The supercooling, if performed at an excessively low temperature, may allow martensite transformation to proceed, and this may impede discharge of carbon into the austenite during austempering after reheating, and the resulting steel may not contain retained austenite in a necessary amount. In contrast, the supercooling, if performed at an excessively high temperature, may fail to lower the CγR, because the difference between the supercooling temperature and the austempering temperature is small. The supercooling, if performed at the supercooling temperature for an excessively long holding time, may fail to give retained austenite in a necessary amount as above, due to proceeding of martensite transformation. The holding time may be short, but is preferably certain duration (5 seconds or longer) from the viewpoint of reproducibility of temperature control in a real operation.
The cooling steps of soaking in the (γ+α) dual-phase region and subsequent supercooling are important particularly for obtaining the desired principal structure, unlike the steel sheet of the prior invention. By soaking in the (α+γ) dual-phase region and subsequently quenching in the above manner, the desired martensite and/or bainitic ferrite (principal structure) can be formed while allowing polygonal ferrite to be formed in a predetermined amount. Among conditions, the average cooling rate significantly affects the form of γR, is thereby extremely important, and should be controlled within the above-specified range so as to allow γR in a predetermined form to be formed between laths of the martensite and/or bainitic ferrite structure. The average cooling rate is not critical in its upper limit, and the higher is, the better. However, the average cooling rate is desirably controlled suitably in consideration of the real operation level.
As is described above, the austempering after supercooling and subsequent reheating is very important for the tempering of the structure which is formed during supercooling and has a high dislocation density, for the formation of bainitic ferrite, for carbon enrichment (concentration) into the austenite phase, and for the suppression of decomposition of retained austenite into carbides, which retained austenite is formed with these. Limitation in holding time in austempering within the range effectively suppresses the decomposition of regained austenite into carbides. Austempering, if performed at an excessively high temperature, may cause retained austenite to be readily decomposed into carbides to thereby fail to remain as retained austenite in a predetermined amount. In contrast, austempering, if performed at an excessively low temperature or if performed for an excessively short holding time, may fail to allow carbon to be concentrated in retained austenite. A portion with a low CγR gives martensite in the cooling process after austempering, but the formation of such martensite is acceptable within a range not adversely affecting the operation of the present invention
The bainite structure may further be formed in the step, within a range not adversely affecting the operation of the present invention. Plating (and, if desired, a subsequent alloying treatment) may be performed within a range not adversely affecting the operation of the present invention and not significantly decomposing the desired structure.

TASK STATEMENT →
From the steel-processing passage, write out the part that opens with the words containing "The supercooling, if performed at an excessively low" and closes with "a real operation.".

DATASET RECORDS →
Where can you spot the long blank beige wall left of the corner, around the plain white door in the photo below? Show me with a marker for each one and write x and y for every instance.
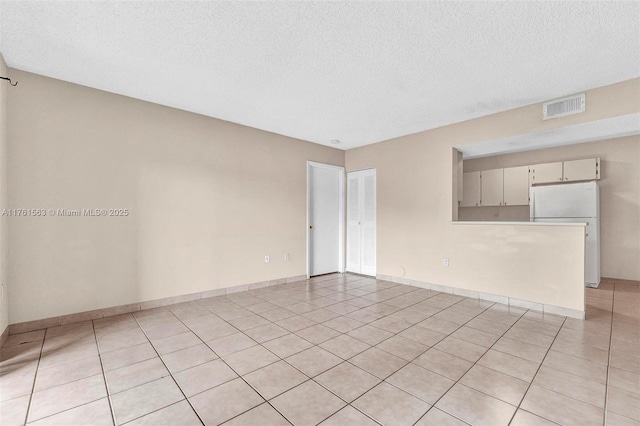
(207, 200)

...

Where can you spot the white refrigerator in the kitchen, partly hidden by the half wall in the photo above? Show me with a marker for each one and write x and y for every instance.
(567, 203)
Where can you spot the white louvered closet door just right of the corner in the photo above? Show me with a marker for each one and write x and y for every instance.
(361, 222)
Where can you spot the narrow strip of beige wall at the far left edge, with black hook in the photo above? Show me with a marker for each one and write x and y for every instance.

THE COMPLETED TASK →
The supercooling, if performed at an excessively low temperature, may allow martensite transformation to proceed, and this may impede discharge of carbon into the austenite during austempering after reheating, and the resulting steel may not contain retained austenite in a necessary amount. In contrast, the supercooling, if performed at an excessively high temperature, may fail to lower the CγR, because the difference between the supercooling temperature and the austempering temperature is small. The supercooling, if performed at the supercooling temperature for an excessively long holding time, may fail to give retained austenite in a necessary amount as above, due to proceeding of martensite transformation. The holding time may be short, but is preferably certain duration (5 seconds or longer) from the viewpoint of reproducibility of temperature control in a real operation.